**Passage to read:**
▬▬▬▬▬▬
Two-Way Tables and Probability

Task

 

Each student in a random sample of seniors at a local high school participated in a survey. These students were asked to indicate their gender and their eye color. The following table summarizes the results of the survey.

 

		Eye color
		Brown	Blue	Green	Total
Gender	Male	50	40	20	110
	Female	40	40	10	90
	Total	90	80	30	200

 

1. Suppose that one of these seniors is randomly selected. What is the probability that the selected student is a male?
    

2. Suppose that one of these seniors is randomly selected. What is the probability that the selected student has blue eyes?
    

3. Suppose that one of these seniors is randomly selected. What is the probability that the selected student is a male and has blue eyes?
    

4. Suppose that one of these seniors is randomly selected. What is the probability that the selected student is a male or has blue eyes?
    

5. Suppose that one of these seniors is randomly selected. What is the probability that the selected student has blue eyes, given that the student is male?
    

6. Suppose that one of these seniors is randomly selected. What is the probability that the selected student is a male, given that the student has blue eyes?

 

IM Commentary

 

The purpose of this task is to provide practice using data in a two-way table to calculate probabilities, including conditional probabilities (S.CP.4). This task provides a good starting point for a discussion of conditional probabilities leading to the concept of independence. In particular, focus on the difference between the two conditional probabilities calculated in parts (e) and (f).
▬▬▬▬▬▬
**Requirements:**
a. On the two-way tables page, condense the paragraph that begins "Each student in a random sample" into a short bulleted list that keeps its main facts.
b. According to the two-way tables page, how many students in the survey were female with green eyes?
c. Resume the two-way tables page, starting right after its final sentence.

Named-object pointing records:
▬▬▬▬▬▬
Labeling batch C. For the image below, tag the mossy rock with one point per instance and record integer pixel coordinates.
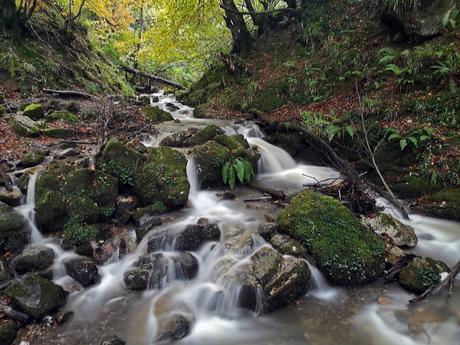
(14, 230)
(120, 161)
(210, 159)
(201, 112)
(36, 296)
(270, 97)
(422, 273)
(59, 133)
(64, 115)
(34, 111)
(83, 194)
(33, 158)
(8, 332)
(24, 126)
(205, 134)
(163, 178)
(444, 204)
(157, 115)
(344, 250)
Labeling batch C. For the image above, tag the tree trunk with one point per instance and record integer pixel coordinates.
(242, 39)
(8, 17)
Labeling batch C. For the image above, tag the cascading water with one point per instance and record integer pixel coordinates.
(213, 299)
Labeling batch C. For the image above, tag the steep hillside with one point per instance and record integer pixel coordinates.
(348, 58)
(52, 55)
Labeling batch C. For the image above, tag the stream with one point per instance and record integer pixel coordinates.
(326, 315)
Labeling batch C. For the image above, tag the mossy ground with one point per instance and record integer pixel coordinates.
(344, 250)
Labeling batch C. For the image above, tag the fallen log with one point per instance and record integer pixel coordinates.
(152, 77)
(69, 93)
(274, 193)
(447, 283)
(14, 314)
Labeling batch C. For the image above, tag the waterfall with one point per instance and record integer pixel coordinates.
(28, 211)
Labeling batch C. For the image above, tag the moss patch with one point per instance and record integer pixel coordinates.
(344, 250)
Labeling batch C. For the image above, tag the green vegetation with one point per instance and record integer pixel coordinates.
(344, 250)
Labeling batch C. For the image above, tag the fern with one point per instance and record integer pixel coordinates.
(240, 169)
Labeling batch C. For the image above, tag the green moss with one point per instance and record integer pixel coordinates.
(64, 115)
(8, 333)
(62, 192)
(163, 178)
(421, 274)
(157, 115)
(57, 132)
(120, 161)
(344, 250)
(210, 159)
(77, 233)
(34, 111)
(33, 158)
(205, 134)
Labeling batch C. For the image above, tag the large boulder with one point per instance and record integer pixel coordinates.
(83, 270)
(63, 192)
(36, 296)
(34, 111)
(269, 281)
(163, 178)
(344, 249)
(120, 161)
(24, 126)
(424, 19)
(36, 258)
(14, 230)
(11, 197)
(422, 273)
(387, 226)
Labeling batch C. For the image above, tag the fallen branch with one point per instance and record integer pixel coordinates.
(152, 77)
(69, 94)
(275, 193)
(447, 283)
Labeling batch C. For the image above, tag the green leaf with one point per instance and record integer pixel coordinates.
(413, 140)
(232, 177)
(403, 144)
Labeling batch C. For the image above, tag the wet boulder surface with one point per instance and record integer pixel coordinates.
(344, 250)
(36, 296)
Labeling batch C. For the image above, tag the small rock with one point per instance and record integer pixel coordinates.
(12, 198)
(83, 270)
(34, 259)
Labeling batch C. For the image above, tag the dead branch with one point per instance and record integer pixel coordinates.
(447, 283)
(69, 94)
(275, 193)
(152, 77)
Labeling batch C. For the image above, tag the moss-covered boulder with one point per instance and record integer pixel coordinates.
(203, 135)
(34, 111)
(14, 230)
(421, 273)
(36, 296)
(120, 161)
(344, 250)
(163, 178)
(24, 126)
(59, 133)
(36, 258)
(8, 332)
(157, 115)
(85, 195)
(210, 159)
(33, 158)
(63, 115)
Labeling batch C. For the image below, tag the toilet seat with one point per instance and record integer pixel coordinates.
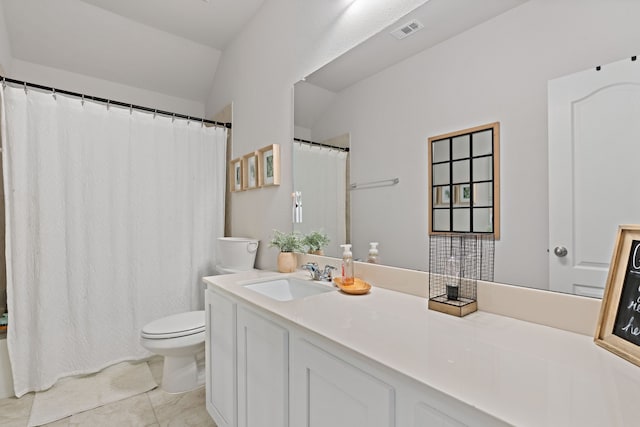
(175, 326)
(224, 270)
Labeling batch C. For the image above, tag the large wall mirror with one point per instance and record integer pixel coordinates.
(458, 72)
(464, 171)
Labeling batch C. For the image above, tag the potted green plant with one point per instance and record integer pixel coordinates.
(288, 243)
(315, 242)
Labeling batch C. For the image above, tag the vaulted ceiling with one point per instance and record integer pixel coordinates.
(169, 46)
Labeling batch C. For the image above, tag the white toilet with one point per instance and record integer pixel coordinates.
(180, 337)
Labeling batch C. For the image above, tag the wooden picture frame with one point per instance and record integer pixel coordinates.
(618, 328)
(236, 175)
(250, 166)
(443, 196)
(269, 165)
(463, 194)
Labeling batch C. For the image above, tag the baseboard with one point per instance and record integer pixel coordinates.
(6, 378)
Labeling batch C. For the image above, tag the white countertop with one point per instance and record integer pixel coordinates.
(522, 373)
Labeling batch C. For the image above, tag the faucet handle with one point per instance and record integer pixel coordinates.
(313, 269)
(326, 273)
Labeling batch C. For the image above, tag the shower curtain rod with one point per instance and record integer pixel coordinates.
(54, 90)
(304, 141)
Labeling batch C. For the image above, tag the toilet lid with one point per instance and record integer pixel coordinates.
(177, 325)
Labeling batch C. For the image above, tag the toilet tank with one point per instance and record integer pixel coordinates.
(236, 253)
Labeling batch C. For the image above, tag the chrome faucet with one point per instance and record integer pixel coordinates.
(315, 272)
(326, 274)
(313, 269)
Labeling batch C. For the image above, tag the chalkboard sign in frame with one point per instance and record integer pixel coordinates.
(618, 328)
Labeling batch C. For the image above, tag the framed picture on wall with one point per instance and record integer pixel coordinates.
(269, 161)
(463, 194)
(235, 175)
(250, 171)
(443, 196)
(618, 328)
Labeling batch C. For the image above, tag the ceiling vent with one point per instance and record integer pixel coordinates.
(407, 29)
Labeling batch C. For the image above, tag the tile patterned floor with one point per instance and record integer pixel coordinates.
(152, 409)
▬▬▬▬▬▬
**Answer list:**
a.
- A random sample of seniors at a local high school took a survey.
- Each student indicated their gender and eye color.
- A table summarizes the survey results.

b. 10

c.
 

Solution

 

a. \({number \ of \ males \over number \ of \ students}={110 \over 200}=0.55\)

 

     b.  \({number \ of \ students \ with \ blue \ eyes \over number \ of \ students}={80 \over 200}=0.40\)

 

     c.  \({number \ of \ males \ with \ blue \ eyes\over number \ of \ students}={40 \over 200}=0.20\)

 

     d.  \({number \ of \ males \ + \ number \ of \ blue \ eyed \ females\over number \ of \ students}={110 \ + \ 40 \over 200}=0.75\)

 

         OR

 

         \({number \ of \ males \ + \ number \ of \ blue \ eyed \ students \ - \ number \ of \ blue \ eyed \ boys \over number \ of \ students}={110 \ + \ 80 \ - \ 40 \over 200}=0.75\)

 

     e.  \({number \ of \ blue \ eyed \ males \over number \ of \ males}={40 \over 110}=0.36\)

 

      f.  \({number \ of \ blue \ eyed \ males \over number \ of \ blue \ eyed \ students}={40 \over 80}=0.50\)